**Reading text:**
= Beginning of Section =

J Korean Surg Soc.  2009 Mar;76(3):154-158. 10.4174/jkss.2009.76.3.154.

Following of the Omentum Preserving Gastrectomy for Advanced Gastric Cancer without Serosa Exposure

Affiliations
  • 1Department of Surgery, College of Medicine, University of Ulsan, Gangneung Asan Hospital, Gangneung, Korea.
  • 2Department of Surgery, College of Medicine, University of Ulsan, Asan Medical Center, Seoul, Korea. stoh@amc.seoul.kr

Abstract

PURPOSE
The generally accepted standard surgery for advanced gastric cancer is gastrectomy with D2 dissection accompanied by omentectomy. Theoretically, advanced gastric cancer without serosa exposure cannot disseminate metastasis to the omentum. However, the significance of routine omentectomy in survival remains unproved.
METHODS
From January 2000 to December 2002, 174 patients, who diagnosed T2 gastric adenocarcinoma pathologically, underwent curative gastrectomy by one operator. 52 patients underwent omentum-preserving gastrectomy and 122 patients underwent gastrectomy with resection of omentum. We compared clinicopathologic characteristics, recurrence patterns, recurrence rate and survival rates between the two groups.
RESULTS
Five-year survival rate was 82.9% in the omentum-preserving group and 85.2% in the omentectomy group (P=0.729). Moreover, there was no significant difference in recurrence rate between the two groups (P=0.298). In the omentum-preserving group, 3 peritoneal (25%), 4 local (33.3%), 4 hematogenous (33.3%), 1 distant lymph node (8.3%) recurrences were shown. However, in the omentectomy group, 7 peritoneal (35%), 6 local (30%), 6 hematogenous (30%), 1 distant lymph node (5%) recurrences were shown (P=0.935).
CONCLUSION
These results suggest that the omentum-preserving gastrectomy may be applicable to advanced gastric cancer without serosa exposure, and that it is not necessary to perform uniform omentectomy for all advanced gastric cancer.

Keyword

Omentum preserving gastrectomy; Omentectomy; Advanced gastric cancer

MeSH Terms

Adenocarcinoma
Gastrectomy
Humans
Lymph Nodes
Neoplasm Metastasis
Omentum
Recurrence
Serous Membrane
Stomach Neoplasms
Survival Rate

Figure

  • Fig. 1 Survival distributions of Omentum-preserving gastrectomy and gastrectomy with omentectomy.

= End of Section =

**Entries shown:**
= Beginning of Section =

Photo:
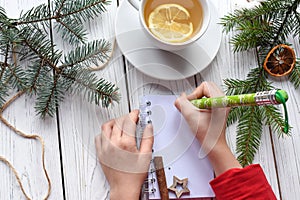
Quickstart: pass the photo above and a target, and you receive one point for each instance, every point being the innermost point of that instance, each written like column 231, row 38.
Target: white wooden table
column 69, row 136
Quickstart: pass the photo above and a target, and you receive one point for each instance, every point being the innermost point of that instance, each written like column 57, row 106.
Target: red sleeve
column 245, row 183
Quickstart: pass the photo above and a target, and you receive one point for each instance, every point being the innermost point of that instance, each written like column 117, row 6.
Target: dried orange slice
column 171, row 23
column 280, row 60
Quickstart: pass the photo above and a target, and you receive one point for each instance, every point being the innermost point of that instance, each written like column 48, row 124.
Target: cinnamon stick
column 161, row 177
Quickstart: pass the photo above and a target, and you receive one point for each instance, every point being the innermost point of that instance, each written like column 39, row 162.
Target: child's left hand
column 124, row 166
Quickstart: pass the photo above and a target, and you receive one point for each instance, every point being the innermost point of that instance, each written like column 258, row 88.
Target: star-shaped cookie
column 182, row 182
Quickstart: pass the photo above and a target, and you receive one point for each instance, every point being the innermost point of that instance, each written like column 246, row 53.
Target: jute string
column 27, row 136
column 36, row 137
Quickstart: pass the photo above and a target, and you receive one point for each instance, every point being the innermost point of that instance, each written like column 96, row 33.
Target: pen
column 272, row 97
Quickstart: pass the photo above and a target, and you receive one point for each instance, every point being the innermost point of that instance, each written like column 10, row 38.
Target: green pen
column 272, row 97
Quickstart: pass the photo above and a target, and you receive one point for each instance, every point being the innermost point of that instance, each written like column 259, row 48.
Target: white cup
column 171, row 46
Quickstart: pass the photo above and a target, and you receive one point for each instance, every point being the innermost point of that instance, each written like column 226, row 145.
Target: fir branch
column 49, row 95
column 37, row 74
column 26, row 39
column 74, row 32
column 83, row 10
column 15, row 77
column 272, row 117
column 249, row 132
column 234, row 114
column 294, row 77
column 96, row 90
column 271, row 23
column 88, row 54
column 40, row 48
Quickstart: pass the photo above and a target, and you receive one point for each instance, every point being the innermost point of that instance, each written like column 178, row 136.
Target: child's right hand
column 207, row 125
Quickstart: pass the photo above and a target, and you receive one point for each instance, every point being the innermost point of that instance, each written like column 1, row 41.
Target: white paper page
column 179, row 148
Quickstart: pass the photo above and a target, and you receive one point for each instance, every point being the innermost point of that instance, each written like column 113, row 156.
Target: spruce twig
column 50, row 72
column 261, row 28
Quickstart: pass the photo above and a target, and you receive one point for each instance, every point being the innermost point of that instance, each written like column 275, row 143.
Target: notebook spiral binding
column 144, row 119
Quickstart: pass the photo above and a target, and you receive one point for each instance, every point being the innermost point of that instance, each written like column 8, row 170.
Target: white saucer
column 160, row 64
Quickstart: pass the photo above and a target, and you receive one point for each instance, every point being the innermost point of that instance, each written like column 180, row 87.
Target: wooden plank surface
column 25, row 154
column 70, row 152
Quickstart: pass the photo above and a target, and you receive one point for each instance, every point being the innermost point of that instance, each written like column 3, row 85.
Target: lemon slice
column 170, row 23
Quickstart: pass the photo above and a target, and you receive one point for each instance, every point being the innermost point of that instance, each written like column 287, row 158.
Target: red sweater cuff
column 242, row 183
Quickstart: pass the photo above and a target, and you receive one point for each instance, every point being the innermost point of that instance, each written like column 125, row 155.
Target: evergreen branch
column 273, row 118
column 36, row 75
column 88, row 54
column 294, row 77
column 96, row 90
column 60, row 6
column 83, row 10
column 74, row 31
column 40, row 48
column 35, row 15
column 263, row 26
column 86, row 11
column 49, row 96
column 16, row 77
column 236, row 86
column 234, row 114
column 3, row 93
column 249, row 132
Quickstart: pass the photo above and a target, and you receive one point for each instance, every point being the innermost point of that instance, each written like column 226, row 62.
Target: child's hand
column 124, row 166
column 208, row 125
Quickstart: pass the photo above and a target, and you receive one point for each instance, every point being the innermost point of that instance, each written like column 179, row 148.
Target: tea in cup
column 173, row 24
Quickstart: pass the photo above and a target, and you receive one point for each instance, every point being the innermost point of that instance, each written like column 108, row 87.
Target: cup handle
column 135, row 3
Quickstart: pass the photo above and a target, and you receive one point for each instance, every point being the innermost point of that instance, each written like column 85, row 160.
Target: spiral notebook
column 180, row 150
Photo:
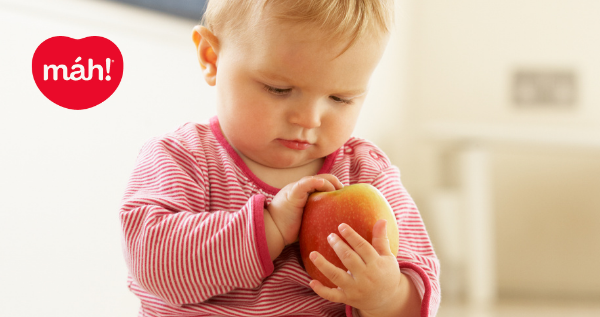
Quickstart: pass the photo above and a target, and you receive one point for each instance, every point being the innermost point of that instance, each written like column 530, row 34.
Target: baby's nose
column 307, row 116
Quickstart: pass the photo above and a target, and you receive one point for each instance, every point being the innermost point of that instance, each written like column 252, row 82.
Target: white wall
column 64, row 172
column 462, row 55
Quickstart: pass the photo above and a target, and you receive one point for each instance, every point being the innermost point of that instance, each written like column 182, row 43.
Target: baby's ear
column 206, row 49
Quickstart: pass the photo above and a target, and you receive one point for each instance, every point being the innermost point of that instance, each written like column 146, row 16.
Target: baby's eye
column 340, row 100
column 277, row 91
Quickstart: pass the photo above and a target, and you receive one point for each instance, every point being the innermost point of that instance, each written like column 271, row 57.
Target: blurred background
column 491, row 109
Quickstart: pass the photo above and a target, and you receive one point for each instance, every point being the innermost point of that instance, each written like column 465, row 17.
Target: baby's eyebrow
column 349, row 94
column 273, row 76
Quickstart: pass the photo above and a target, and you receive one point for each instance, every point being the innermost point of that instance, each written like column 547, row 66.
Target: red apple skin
column 359, row 206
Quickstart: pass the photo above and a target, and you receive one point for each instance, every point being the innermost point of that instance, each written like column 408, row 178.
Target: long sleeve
column 416, row 257
column 178, row 249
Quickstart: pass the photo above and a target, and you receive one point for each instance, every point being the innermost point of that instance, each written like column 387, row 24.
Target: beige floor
column 523, row 309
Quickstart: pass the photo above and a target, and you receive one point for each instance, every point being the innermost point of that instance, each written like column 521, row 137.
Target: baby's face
column 285, row 99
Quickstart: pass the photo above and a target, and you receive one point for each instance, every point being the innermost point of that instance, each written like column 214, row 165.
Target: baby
column 211, row 214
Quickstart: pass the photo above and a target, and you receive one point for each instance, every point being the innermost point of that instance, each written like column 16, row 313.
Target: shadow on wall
column 192, row 9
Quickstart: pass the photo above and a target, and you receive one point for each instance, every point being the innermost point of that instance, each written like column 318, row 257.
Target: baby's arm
column 177, row 247
column 416, row 257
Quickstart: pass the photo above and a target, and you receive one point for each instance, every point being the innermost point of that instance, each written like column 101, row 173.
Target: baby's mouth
column 295, row 144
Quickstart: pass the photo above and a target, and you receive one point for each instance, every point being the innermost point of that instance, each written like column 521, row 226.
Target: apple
column 359, row 206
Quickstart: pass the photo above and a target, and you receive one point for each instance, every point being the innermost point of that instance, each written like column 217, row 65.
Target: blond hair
column 339, row 19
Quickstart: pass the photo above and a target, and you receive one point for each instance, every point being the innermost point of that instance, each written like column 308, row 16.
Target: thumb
column 381, row 243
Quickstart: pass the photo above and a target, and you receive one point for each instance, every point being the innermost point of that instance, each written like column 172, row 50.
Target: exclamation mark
column 107, row 69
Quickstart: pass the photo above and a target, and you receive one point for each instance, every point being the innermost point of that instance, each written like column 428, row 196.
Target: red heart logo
column 77, row 74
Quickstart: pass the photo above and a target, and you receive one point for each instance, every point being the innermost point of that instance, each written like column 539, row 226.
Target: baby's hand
column 288, row 205
column 373, row 281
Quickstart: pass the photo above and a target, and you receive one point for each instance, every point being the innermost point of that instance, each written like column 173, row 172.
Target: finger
column 300, row 190
column 362, row 247
column 381, row 243
column 351, row 260
column 336, row 275
column 335, row 295
column 333, row 180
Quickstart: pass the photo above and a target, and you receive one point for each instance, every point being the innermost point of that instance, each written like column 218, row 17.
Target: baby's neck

= End of Section =

**Required action:** In the abstract on omentum-preserving gastrectomy, what was the five-year survival rate in the omentum-preserving group? The material here was taken from a separate source.

**The answer:** 82.9%